EXERCISE DESCRIPTION:
Put the lines from the one containing "Could you please point out the black pants" through the one containing "(1305, 280)", inclusive, into a JSON list of strings with one string per line, leaving out any blank lines.

EXTRACTED INFORMATION:
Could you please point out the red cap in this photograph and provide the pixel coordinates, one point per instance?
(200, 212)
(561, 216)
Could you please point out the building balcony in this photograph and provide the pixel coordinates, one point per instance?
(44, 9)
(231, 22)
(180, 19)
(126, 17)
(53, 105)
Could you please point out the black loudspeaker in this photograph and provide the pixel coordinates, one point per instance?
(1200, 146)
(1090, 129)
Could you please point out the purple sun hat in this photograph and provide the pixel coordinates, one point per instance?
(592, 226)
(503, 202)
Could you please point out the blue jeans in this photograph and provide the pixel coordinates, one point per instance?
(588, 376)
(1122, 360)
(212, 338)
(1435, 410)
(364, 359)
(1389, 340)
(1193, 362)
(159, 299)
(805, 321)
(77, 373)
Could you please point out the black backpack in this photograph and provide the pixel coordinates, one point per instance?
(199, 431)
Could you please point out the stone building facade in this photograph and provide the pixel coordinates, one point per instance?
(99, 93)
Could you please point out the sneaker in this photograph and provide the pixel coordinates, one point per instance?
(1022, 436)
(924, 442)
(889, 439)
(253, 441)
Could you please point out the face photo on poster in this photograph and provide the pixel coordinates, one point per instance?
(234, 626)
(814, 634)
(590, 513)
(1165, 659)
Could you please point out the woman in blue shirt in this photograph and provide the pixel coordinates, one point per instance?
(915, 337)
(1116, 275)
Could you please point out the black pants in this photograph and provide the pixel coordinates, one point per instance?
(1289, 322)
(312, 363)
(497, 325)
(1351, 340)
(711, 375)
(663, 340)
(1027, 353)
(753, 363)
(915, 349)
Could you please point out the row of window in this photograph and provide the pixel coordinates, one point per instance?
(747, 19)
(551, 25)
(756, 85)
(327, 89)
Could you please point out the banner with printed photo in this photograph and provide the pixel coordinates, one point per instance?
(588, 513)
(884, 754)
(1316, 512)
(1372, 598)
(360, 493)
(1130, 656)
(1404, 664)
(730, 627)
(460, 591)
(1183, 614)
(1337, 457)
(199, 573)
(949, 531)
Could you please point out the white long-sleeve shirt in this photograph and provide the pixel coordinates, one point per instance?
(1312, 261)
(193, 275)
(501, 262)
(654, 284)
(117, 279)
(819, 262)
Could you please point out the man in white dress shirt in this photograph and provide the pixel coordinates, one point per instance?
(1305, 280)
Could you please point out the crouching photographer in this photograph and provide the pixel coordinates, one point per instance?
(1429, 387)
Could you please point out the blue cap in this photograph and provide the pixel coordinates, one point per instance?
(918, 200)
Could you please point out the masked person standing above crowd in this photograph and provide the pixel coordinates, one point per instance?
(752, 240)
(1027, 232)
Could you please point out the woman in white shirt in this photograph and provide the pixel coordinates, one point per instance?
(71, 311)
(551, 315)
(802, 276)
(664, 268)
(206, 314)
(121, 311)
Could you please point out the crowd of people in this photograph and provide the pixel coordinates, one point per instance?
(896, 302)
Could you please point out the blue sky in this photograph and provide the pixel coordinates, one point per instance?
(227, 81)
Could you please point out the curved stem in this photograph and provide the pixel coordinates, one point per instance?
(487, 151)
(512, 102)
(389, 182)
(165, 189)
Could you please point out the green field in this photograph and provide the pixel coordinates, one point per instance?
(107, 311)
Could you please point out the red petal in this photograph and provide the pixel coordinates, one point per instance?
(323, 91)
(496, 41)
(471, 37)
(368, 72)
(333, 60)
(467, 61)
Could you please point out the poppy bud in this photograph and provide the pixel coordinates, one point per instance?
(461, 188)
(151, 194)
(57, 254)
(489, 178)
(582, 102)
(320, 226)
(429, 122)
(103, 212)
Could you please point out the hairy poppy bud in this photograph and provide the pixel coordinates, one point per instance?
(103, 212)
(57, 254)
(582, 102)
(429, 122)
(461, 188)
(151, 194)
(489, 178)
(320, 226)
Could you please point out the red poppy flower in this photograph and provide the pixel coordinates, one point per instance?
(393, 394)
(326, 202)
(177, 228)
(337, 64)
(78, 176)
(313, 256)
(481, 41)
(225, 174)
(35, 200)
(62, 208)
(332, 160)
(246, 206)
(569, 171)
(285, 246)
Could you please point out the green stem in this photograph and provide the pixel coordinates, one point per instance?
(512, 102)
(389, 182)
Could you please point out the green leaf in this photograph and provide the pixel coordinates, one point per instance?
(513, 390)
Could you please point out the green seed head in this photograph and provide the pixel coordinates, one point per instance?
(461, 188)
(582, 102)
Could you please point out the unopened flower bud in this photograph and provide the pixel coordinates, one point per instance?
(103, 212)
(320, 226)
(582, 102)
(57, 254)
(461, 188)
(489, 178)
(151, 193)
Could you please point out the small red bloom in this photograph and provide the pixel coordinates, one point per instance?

FINAL RESULT:
[
  "Could you please point out the black pants in this photograph and provide the pixel coordinates, one point per instance?",
  "(1289, 322)",
  "(312, 363)",
  "(497, 325)",
  "(1351, 340)",
  "(711, 375)",
  "(663, 340)",
  "(1027, 353)",
  "(753, 363)",
  "(915, 349)",
  "Could you please point out the row of window in this photograph and provide the pixel coordinates, one point per instance?",
  "(747, 19)",
  "(551, 25)",
  "(756, 85)",
  "(327, 89)",
  "Could you please point out the banner with printed photo in this photograph and provide the pixel coordinates, one point per instance?",
  "(588, 513)",
  "(884, 754)",
  "(1316, 512)",
  "(1372, 598)",
  "(360, 493)",
  "(1130, 656)",
  "(1404, 664)",
  "(730, 627)",
  "(460, 591)",
  "(1183, 614)",
  "(1337, 457)",
  "(199, 573)",
  "(949, 531)",
  "Could you please point out the white long-sleeve shirt in this photograph and provide the pixel coordinates, one point per instance?",
  "(1312, 261)",
  "(193, 275)",
  "(501, 262)",
  "(654, 284)",
  "(117, 279)",
  "(819, 262)",
  "Could you please point out the man in white dress shirt in this photograph and provide the pixel coordinates, one point per instance?",
  "(1305, 280)"
]